#### [Instructions to follow]
Which lines of the data contain the string "white"? Copy every one of them.

(Stored data entries)
= Beginning of Section =

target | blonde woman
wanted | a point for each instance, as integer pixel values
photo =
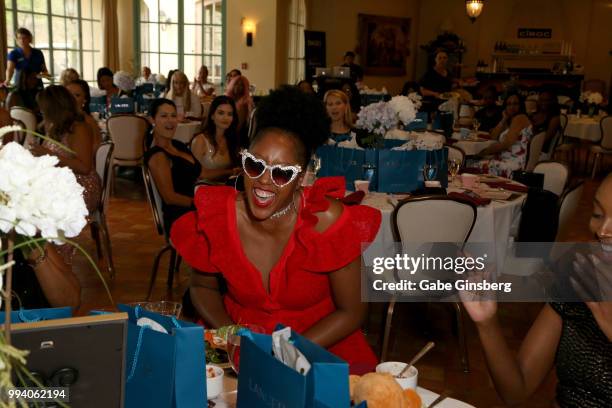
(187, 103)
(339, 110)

= End of Section =
= Beginning of Section =

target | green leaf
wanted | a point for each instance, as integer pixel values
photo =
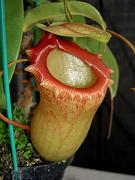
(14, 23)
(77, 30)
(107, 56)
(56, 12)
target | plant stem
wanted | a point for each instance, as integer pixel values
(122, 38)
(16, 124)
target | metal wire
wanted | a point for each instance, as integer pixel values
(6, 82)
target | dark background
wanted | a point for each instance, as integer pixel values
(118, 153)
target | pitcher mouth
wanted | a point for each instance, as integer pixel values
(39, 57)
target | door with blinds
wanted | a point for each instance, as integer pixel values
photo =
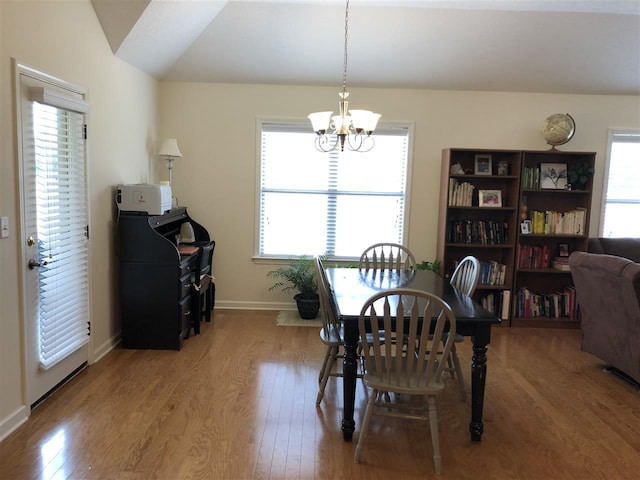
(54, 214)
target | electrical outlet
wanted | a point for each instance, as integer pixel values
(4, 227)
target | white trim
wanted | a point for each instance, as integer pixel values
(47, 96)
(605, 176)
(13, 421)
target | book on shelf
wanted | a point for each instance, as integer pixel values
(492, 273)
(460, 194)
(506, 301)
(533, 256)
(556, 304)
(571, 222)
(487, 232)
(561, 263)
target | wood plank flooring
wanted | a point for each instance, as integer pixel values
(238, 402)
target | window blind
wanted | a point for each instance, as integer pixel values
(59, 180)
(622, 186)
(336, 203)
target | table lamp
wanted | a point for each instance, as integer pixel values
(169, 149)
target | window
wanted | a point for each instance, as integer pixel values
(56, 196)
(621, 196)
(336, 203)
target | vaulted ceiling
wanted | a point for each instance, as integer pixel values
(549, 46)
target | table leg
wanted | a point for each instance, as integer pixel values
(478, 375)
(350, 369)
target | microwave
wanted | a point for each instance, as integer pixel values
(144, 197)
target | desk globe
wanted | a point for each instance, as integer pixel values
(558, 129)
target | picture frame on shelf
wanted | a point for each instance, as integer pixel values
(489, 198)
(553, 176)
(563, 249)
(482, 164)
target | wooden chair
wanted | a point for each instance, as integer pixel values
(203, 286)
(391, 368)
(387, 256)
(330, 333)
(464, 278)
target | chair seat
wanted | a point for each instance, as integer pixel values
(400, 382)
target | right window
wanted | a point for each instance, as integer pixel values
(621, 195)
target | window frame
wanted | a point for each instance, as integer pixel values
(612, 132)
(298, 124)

= End of Section =
= Beginning of Section =

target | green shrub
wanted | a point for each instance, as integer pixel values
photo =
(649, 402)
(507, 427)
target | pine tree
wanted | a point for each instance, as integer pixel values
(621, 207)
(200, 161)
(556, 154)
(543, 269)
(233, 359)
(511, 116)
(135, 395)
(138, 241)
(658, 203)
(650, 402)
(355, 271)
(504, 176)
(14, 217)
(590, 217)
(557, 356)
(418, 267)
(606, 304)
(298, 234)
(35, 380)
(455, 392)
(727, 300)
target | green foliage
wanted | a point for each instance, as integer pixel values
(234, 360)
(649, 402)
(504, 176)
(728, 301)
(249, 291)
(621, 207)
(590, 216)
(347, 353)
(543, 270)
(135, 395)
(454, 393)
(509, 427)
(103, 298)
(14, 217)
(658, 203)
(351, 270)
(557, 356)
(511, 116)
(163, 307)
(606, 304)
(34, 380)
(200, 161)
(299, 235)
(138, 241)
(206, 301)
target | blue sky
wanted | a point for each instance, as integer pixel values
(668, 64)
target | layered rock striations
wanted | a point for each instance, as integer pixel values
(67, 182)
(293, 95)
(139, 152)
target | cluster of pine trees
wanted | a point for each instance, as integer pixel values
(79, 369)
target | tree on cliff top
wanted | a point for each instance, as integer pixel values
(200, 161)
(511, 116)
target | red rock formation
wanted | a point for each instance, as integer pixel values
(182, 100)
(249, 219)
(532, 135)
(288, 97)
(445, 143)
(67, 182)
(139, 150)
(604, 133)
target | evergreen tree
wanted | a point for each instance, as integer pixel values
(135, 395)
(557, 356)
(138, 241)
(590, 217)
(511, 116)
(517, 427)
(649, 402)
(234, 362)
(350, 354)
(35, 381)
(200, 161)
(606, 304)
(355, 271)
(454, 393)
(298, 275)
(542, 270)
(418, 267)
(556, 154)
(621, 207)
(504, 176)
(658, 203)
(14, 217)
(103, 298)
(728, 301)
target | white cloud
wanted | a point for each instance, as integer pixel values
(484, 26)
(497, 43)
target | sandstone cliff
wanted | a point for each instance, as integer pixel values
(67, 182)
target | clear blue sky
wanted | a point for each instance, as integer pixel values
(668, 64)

= End of Section =

#### [Output]
target | white trim
target | white cloud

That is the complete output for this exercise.